# [DOKUMENTAUSZUG]
HIV Nicht nachweisbar heißt nicht übertragbar

DGIM 2022 Autor: Stefanie Menzel

Eine spät erkannte Infektion schmälert Therapieansprechen und Lebenserwartung erheblich. Eine spät erkannte Infektion schmälert Therapieansprechen und Lebenserwartung erheblich. © peterschreiber.media – stock.adobe.com; iStock/agny_illustration

Die HIV-Inzidenzen in Deutschland sinken seit Jahren. Geschätzte 9.500 Personen wissen dennoch nichts von ihrer Infektion. Ziel ist es, diese Menschen möglichst frühzeitig zu identifizieren, um fortgeschrittene Stadien sowie weitere Ansteckungen zu vermeiden.

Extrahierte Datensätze

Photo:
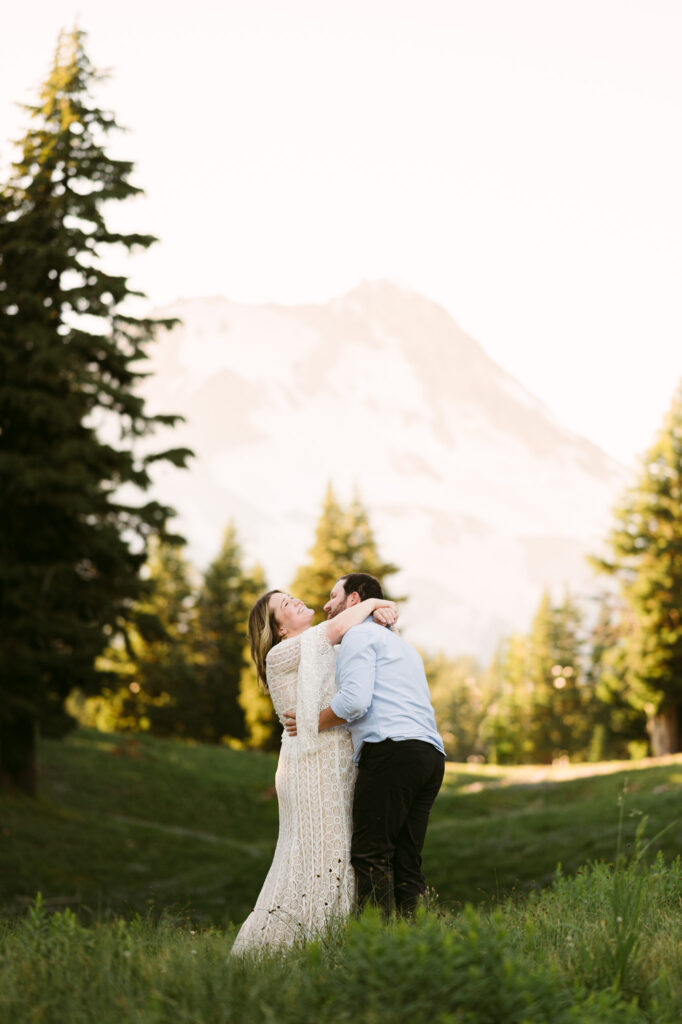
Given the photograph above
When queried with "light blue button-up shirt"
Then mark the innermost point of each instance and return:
(382, 689)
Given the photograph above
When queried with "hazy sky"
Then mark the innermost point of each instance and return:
(518, 161)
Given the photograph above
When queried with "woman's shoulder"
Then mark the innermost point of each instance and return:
(284, 652)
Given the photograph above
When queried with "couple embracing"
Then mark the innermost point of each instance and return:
(360, 765)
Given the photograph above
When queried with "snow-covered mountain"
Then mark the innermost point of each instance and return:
(472, 486)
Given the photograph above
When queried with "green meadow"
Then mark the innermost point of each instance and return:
(147, 854)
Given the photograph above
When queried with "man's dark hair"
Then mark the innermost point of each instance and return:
(361, 584)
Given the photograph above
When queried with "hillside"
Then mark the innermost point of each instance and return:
(473, 488)
(131, 823)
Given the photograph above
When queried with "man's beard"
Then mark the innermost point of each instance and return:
(341, 607)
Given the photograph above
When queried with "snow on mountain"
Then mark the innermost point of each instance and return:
(472, 487)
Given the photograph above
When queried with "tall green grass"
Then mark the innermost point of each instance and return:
(557, 958)
(125, 824)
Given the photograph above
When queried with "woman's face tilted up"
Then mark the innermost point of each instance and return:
(291, 614)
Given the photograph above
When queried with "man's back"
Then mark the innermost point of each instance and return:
(383, 691)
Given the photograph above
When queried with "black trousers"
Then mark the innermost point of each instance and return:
(397, 781)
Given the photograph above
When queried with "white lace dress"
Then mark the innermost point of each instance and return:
(310, 881)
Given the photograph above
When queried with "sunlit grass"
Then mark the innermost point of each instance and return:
(132, 824)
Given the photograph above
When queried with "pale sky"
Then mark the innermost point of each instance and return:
(518, 161)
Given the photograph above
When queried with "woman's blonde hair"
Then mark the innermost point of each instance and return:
(263, 633)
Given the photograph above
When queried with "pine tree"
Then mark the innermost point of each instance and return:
(646, 558)
(559, 724)
(163, 694)
(70, 360)
(224, 601)
(344, 543)
(505, 731)
(616, 726)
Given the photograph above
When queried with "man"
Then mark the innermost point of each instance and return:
(383, 696)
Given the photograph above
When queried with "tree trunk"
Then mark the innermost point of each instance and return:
(17, 754)
(664, 732)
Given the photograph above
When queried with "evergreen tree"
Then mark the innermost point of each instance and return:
(505, 730)
(163, 694)
(646, 558)
(70, 359)
(344, 543)
(460, 702)
(224, 601)
(559, 725)
(617, 728)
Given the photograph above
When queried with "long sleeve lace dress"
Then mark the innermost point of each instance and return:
(310, 880)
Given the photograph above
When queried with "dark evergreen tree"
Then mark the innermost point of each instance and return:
(344, 543)
(617, 727)
(559, 724)
(71, 357)
(646, 558)
(224, 601)
(506, 729)
(163, 687)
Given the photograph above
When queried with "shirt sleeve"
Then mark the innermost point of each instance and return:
(356, 667)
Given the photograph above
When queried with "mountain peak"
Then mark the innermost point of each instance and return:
(471, 485)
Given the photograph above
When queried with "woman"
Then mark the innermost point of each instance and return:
(310, 880)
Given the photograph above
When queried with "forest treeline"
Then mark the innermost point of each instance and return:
(101, 616)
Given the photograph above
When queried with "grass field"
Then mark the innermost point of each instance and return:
(130, 824)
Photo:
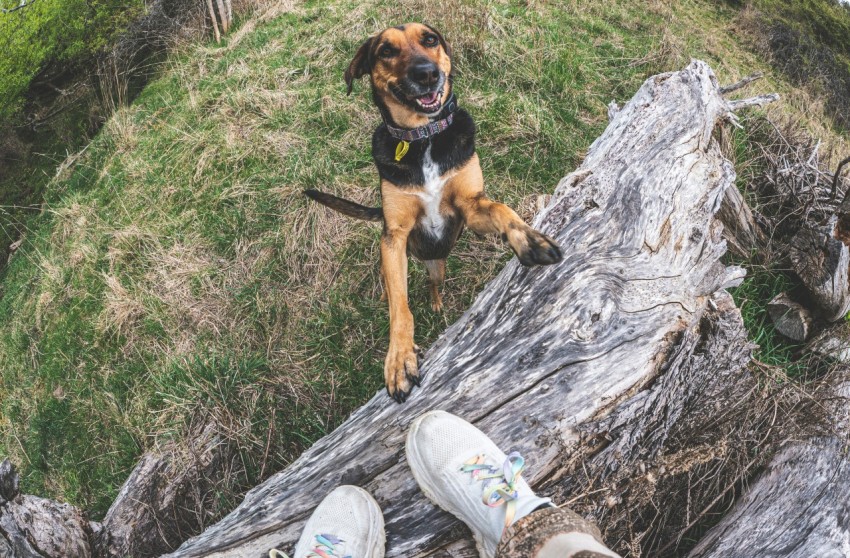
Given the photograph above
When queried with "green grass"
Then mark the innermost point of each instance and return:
(177, 270)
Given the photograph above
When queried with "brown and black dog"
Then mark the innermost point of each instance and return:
(431, 181)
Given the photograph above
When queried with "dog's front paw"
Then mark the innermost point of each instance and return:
(535, 248)
(401, 370)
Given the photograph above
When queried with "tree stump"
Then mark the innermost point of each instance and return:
(543, 351)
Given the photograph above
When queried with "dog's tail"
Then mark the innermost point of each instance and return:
(346, 207)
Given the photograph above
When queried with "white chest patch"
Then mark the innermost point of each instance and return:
(432, 195)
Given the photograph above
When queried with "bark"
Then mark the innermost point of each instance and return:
(821, 259)
(165, 500)
(798, 507)
(739, 227)
(32, 527)
(544, 352)
(790, 318)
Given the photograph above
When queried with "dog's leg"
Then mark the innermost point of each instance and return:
(484, 216)
(436, 276)
(401, 367)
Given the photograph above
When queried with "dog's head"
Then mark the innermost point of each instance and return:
(410, 67)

# [AUFGABE 1]
Ändern Sie im HIV-Artikel den Abschnitt, der mit den Worten „Die HIV-Inzidenzen in“ beginnt und mit „Ansteckungen zu vermeiden.“ endet, indem Sie „frühzeitig“ durch „rechtzeitig“ ersetzen, und geben Sie ihn vollständig wieder.
# [AUFGABE 2]
Fassen Sie den Absatz des HIV-Artikels, der mit „Die HIV-Inzidenzen in Deutschland sinken“ beginnt, als Stichpunktliste zusammen und behalten Sie seine Kernaussagen bei.
# [AUFGABE 3]
Setzen Sie den HIV-Artikel im Anschluss an seinen letzten Satz fort.

# [ANTWORTBEREICH 1]
Die HIV-Inzidenzen in Deutschland sinken seit Jahren. Geschätzte 9.500 Personen wissen dennoch nichts von ihrer Infektion. Ziel ist es, diese Menschen möglichst rechtzeitig zu identifizieren, um fortgeschrittene Stadien sowie weitere Ansteckungen zu vermeiden.

# [ANTWORTBEREICH 2]
- HIV-Inzidenzen in Deutschland sinken seit Jahren.
- Geschätzt 9.500 Personen wissen nichts von ihrer Infektion.
- Ziel: diese Menschen möglichst früh identifizieren, um fortgeschrittene Stadien und weitere Ansteckungen zu vermeiden.

# [ANTWORTBEREICH 3]
In Deutschland lebten Ende 2020 etwa 91.400 Menschen mit HIV. Von ihnen waren 80 % ­männlich – meist Männer, die Sex mit Männern haben. Ungeschützter rezeptiver Analverkehr (inkl. Ejakulation) mit einem infektiösen HIV-positiven Partner stellt noch immer das größte Risiko dar (1,43 % pro sexuellem Ereignis). Für Frauen liegt es mit 0,05 % bei ungeschütztem rezeptivem Vaginalverkehr deutlich niedriger. Weniger relevant ist die Übertragung durch Needle Sharing oder von der Schwangeren auf das Kind.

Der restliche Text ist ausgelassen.